MATERIAL TO PROCESS –

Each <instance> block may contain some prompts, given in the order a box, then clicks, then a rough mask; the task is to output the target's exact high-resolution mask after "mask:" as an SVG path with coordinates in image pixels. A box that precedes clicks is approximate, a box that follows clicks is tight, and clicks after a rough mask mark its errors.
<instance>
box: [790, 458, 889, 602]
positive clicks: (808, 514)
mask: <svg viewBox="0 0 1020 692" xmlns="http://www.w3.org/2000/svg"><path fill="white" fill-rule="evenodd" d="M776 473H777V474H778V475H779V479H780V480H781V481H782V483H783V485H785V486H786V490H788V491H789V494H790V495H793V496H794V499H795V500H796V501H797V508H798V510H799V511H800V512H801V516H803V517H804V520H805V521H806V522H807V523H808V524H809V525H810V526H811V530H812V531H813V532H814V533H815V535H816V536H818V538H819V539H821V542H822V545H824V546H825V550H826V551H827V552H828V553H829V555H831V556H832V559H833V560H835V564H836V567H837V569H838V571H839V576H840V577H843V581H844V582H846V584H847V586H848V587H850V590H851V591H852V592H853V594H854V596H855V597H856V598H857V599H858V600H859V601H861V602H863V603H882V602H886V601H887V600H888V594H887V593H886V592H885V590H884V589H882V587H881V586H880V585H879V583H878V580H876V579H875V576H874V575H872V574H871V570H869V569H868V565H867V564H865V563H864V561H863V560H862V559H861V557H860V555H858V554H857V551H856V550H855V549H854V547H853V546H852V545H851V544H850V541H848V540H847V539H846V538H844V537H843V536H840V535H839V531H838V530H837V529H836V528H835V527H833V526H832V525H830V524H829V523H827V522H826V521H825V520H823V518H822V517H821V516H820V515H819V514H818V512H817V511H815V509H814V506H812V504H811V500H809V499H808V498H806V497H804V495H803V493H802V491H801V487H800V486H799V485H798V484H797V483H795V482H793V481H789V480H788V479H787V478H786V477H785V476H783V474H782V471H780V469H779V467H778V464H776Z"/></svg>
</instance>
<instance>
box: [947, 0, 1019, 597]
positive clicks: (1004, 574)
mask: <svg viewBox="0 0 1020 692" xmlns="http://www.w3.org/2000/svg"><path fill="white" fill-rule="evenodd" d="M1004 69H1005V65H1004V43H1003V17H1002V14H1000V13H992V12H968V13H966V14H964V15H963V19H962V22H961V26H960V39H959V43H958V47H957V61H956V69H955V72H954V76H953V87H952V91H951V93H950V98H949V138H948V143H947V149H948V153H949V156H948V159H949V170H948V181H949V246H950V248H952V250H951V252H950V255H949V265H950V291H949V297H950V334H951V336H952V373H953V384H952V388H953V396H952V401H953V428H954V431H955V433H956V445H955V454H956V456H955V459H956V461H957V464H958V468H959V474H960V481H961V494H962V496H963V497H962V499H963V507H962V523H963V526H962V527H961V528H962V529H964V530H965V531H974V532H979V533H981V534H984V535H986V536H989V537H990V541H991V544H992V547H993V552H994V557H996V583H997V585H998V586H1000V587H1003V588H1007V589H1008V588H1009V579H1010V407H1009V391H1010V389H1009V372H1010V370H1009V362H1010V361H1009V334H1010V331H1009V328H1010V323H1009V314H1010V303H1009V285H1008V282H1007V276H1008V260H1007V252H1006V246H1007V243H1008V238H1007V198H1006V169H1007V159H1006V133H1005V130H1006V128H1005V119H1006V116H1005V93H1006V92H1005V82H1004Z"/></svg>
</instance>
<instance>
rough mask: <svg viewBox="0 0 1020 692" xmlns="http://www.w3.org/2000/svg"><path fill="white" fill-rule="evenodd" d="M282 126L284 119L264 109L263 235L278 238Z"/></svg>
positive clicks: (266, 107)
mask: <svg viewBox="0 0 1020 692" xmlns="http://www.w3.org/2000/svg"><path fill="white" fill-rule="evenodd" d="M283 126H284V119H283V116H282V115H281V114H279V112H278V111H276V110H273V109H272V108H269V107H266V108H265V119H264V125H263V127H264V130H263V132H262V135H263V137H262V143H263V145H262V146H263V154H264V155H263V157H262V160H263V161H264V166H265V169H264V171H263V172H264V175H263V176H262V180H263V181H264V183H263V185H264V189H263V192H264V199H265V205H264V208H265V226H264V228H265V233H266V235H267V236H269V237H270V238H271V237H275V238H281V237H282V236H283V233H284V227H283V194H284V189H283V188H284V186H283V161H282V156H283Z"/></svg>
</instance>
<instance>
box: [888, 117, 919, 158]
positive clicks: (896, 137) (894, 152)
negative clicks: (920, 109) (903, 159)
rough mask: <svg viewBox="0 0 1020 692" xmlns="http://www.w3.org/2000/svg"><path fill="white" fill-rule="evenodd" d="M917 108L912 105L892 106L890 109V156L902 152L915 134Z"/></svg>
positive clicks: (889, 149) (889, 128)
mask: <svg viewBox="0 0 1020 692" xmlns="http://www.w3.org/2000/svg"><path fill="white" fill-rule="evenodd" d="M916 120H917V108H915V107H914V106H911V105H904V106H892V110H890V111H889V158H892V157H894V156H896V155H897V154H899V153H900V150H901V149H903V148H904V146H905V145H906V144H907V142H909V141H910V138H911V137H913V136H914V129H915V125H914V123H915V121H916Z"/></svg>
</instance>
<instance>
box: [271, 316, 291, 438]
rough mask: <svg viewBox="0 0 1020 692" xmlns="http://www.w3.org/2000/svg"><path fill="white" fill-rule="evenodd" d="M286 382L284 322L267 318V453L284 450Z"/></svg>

WHAT YOU ARE ASKED TO DO –
From the line that contains "negative clicks: (920, 109) (903, 159)" through the end of the records above, print every line exactly and nothing else.

TASK RESULT –
negative clicks: (920, 109) (903, 159)
rough mask: <svg viewBox="0 0 1020 692" xmlns="http://www.w3.org/2000/svg"><path fill="white" fill-rule="evenodd" d="M917 108L912 105L892 106L890 109V156L902 152L915 134Z"/></svg>
positive clicks: (889, 149) (889, 128)
mask: <svg viewBox="0 0 1020 692" xmlns="http://www.w3.org/2000/svg"><path fill="white" fill-rule="evenodd" d="M916 120H917V108H915V107H914V106H911V105H904V106H892V110H890V111H889V158H892V157H894V156H896V155H897V154H899V153H900V150H901V149H903V148H904V146H905V145H906V144H907V142H909V141H910V138H911V137H913V136H914V129H915V125H914V123H915V121H916Z"/></svg>
</instance>
<instance>
box: [271, 316, 291, 438]
rough mask: <svg viewBox="0 0 1020 692" xmlns="http://www.w3.org/2000/svg"><path fill="white" fill-rule="evenodd" d="M286 382L284 322L267 318V453L284 450Z"/></svg>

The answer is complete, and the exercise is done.